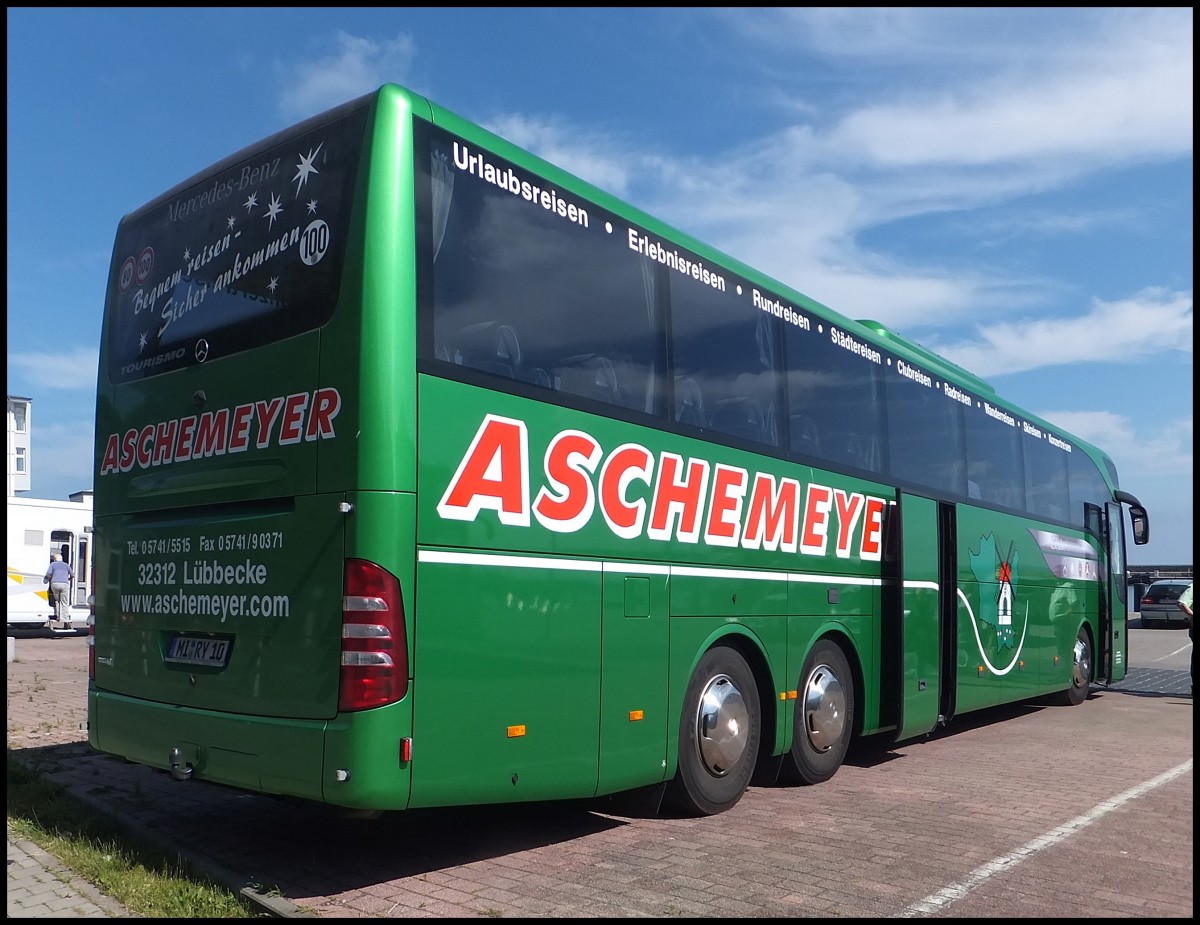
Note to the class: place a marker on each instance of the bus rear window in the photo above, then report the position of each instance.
(245, 254)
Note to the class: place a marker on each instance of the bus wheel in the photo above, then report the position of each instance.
(1080, 672)
(825, 716)
(719, 733)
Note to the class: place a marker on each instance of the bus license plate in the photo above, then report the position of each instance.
(197, 650)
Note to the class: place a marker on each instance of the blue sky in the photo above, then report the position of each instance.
(1008, 186)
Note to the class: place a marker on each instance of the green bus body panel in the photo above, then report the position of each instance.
(1054, 590)
(256, 752)
(507, 697)
(265, 578)
(634, 719)
(547, 659)
(921, 629)
(292, 757)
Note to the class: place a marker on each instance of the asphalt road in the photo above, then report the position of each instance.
(1020, 811)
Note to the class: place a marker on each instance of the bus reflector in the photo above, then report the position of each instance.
(375, 643)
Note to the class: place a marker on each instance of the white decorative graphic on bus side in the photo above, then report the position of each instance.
(689, 500)
(279, 421)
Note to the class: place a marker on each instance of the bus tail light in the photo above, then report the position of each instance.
(375, 643)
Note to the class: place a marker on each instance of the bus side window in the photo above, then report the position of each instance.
(741, 418)
(689, 402)
(492, 347)
(804, 433)
(589, 376)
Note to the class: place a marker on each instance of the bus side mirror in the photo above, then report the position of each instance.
(1140, 521)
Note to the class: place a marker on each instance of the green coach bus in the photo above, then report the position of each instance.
(429, 474)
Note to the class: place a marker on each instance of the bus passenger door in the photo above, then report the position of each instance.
(634, 724)
(1113, 601)
(922, 589)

---------------

Ajoutez 79 à chaque nombre des coordonnées données en réponse dans la partie qui s'ouvre au début des enregistrements et se ferme sur la ligne contenant "(1008, 186)", puis recopiez toute cette partie, consignes comprises et les deux bornes incluses. Laissez les images hors de la réponse, s'il vous plaît.

→ VOTRE RÉPONSE:
Note to the class: place a marker on each instance of the bus rear window in the photo above, then report the position of each instance.
(324, 333)
Note to the class: place a marker on each instance of the bus wheel in the photo above, then report the position of each instance.
(1159, 751)
(904, 795)
(798, 812)
Note to the class: place a marker on each instance of the bus license plate in the photo above, then report the position of each instance.
(276, 729)
Note to the class: place a marker on each instance of the blue sky in the photo above, then report the position of each instance.
(1087, 265)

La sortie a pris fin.